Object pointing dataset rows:
================
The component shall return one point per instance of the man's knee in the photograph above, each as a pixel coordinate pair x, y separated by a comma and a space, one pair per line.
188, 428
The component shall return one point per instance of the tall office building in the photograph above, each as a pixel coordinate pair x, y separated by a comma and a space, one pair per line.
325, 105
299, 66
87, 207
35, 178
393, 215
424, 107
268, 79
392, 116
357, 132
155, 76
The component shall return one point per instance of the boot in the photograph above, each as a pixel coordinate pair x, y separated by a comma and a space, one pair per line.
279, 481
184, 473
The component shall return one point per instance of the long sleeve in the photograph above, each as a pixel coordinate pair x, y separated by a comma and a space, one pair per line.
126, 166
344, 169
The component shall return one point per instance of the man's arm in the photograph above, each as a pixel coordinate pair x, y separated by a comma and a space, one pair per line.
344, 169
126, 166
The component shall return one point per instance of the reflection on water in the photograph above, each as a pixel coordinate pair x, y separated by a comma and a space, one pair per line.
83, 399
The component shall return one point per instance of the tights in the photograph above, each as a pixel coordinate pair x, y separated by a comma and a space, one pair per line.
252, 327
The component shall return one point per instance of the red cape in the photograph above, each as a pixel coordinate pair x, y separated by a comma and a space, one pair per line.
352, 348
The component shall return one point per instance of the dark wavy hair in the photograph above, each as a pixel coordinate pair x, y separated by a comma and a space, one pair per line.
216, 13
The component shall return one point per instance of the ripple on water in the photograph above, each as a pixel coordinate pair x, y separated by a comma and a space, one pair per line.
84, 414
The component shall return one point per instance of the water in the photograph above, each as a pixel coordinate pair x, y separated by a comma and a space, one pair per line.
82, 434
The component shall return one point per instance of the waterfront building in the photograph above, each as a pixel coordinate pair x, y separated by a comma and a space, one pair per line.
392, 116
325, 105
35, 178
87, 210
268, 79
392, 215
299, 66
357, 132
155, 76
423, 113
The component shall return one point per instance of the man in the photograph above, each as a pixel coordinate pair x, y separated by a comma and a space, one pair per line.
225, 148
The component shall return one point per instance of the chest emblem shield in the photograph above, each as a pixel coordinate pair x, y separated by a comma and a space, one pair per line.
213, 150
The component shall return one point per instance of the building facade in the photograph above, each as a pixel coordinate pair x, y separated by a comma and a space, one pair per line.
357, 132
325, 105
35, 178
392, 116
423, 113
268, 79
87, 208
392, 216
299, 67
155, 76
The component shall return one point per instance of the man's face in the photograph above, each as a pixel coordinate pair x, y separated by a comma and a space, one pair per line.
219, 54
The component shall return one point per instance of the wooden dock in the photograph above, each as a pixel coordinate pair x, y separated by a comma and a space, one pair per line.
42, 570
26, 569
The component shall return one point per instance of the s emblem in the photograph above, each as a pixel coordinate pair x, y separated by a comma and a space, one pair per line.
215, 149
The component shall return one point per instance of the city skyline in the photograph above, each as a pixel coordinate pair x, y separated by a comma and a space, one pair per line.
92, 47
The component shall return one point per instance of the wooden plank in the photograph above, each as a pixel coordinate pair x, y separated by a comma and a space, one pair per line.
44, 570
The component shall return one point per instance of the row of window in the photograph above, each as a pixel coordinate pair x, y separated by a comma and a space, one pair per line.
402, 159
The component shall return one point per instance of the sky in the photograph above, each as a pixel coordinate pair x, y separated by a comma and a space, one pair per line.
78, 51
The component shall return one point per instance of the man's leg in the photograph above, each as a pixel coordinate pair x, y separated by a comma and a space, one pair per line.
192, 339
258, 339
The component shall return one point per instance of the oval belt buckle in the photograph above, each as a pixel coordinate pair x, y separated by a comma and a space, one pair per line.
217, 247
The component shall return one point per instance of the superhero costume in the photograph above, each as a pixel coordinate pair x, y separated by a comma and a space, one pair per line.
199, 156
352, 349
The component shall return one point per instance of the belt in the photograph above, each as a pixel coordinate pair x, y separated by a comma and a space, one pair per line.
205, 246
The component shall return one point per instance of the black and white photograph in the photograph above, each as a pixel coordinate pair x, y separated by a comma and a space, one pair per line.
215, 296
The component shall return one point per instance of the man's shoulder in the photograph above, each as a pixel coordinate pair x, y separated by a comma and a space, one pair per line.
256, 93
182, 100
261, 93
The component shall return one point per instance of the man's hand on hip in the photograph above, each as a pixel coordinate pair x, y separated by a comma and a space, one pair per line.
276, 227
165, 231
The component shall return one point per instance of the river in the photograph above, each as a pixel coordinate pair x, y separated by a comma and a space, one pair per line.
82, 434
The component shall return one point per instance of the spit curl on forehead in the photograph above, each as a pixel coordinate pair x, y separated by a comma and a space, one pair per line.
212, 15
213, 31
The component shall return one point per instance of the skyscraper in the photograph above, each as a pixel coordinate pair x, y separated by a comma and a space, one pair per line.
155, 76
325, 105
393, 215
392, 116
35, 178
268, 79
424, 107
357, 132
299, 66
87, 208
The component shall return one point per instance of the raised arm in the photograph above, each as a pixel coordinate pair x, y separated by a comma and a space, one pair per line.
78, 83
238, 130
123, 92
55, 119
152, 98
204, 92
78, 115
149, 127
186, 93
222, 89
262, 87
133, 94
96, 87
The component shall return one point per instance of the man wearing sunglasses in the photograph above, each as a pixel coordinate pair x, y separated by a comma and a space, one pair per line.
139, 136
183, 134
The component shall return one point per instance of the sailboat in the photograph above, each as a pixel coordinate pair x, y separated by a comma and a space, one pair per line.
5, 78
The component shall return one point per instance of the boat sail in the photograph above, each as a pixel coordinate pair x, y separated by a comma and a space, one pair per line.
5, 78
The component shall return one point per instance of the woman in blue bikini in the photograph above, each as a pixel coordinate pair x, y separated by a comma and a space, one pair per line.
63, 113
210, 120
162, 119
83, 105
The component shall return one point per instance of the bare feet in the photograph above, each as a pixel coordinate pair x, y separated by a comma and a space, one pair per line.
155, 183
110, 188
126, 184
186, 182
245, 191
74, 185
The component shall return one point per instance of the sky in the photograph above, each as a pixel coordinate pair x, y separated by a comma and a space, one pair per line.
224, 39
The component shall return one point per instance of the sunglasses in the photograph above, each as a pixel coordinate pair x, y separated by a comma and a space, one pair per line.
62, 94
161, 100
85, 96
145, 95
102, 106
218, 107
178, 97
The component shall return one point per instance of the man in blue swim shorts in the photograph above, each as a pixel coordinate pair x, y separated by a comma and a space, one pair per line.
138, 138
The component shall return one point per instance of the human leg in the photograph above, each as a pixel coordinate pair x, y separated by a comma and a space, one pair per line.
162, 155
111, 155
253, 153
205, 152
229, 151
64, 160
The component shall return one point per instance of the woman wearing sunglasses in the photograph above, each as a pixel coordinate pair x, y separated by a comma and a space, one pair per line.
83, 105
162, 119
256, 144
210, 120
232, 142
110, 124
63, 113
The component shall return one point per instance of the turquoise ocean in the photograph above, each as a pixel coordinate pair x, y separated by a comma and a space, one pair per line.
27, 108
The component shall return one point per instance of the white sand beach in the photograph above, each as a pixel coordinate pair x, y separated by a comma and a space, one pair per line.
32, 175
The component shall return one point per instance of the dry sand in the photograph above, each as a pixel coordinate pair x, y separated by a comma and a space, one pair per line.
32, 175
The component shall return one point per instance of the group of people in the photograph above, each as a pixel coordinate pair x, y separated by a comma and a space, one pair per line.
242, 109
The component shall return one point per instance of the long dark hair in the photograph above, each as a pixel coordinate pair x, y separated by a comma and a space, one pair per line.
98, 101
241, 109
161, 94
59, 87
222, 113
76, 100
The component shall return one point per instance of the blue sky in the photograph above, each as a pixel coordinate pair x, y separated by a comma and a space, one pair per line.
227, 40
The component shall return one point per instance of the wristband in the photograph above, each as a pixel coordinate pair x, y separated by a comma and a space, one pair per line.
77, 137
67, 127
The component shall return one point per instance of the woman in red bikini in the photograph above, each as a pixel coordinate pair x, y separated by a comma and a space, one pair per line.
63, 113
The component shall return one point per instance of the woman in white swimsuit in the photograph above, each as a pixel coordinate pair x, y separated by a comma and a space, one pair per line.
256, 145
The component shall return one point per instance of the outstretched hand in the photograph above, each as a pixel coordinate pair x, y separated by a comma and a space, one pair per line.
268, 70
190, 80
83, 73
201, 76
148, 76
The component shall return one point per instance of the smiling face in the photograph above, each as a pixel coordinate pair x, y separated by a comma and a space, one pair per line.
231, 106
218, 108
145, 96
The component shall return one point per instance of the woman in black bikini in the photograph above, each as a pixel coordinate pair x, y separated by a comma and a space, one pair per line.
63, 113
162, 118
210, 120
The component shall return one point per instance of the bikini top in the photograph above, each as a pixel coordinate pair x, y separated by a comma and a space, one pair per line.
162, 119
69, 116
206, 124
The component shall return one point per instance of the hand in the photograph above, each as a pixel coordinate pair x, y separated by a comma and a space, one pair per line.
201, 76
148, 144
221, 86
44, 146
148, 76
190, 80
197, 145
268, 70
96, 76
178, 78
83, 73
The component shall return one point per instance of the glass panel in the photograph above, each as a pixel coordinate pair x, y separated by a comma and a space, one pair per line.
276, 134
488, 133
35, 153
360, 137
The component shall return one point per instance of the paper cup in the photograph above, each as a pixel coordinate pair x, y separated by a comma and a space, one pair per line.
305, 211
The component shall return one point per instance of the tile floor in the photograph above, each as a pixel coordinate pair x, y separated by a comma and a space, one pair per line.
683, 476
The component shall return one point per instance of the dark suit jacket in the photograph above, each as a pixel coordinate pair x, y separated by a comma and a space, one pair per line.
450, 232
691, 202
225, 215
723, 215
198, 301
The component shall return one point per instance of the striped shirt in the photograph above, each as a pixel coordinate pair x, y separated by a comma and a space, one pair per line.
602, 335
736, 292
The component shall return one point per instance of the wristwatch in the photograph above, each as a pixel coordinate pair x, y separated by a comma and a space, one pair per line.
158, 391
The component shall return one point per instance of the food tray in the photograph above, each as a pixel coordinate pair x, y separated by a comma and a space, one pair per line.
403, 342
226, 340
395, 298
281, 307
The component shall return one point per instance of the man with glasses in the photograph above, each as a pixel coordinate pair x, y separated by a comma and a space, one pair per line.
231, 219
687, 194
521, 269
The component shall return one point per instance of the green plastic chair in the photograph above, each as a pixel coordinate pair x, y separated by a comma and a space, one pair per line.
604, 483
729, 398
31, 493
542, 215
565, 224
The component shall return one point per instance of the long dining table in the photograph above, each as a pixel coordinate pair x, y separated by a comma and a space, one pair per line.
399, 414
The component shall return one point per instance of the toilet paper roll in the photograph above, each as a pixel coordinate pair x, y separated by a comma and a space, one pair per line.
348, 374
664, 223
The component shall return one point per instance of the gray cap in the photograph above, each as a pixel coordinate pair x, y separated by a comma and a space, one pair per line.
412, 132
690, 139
================
• _Given problem_: Exactly reproduce the lines beginning with the one that contains "the long dining" and ending with the last line of the material, both included. Leave out everything else.

• _Correct answer_:
The component shall return one point per instance of the long dining table in the photograph above, each as a pixel coordinate pair x, y separated by a comma and a space, one pair per line.
399, 414
The component shall return one point per instance of the toilet paper roll in the photograph above, each as a pixel coordinate pair x, y separated by a comma and a space, one pair per line.
348, 374
664, 223
The component shall return one point per instance of the gray cap in the photograph above, each as a pixel coordinate pair x, y separated by a comma and a space, one pair per line.
412, 132
690, 139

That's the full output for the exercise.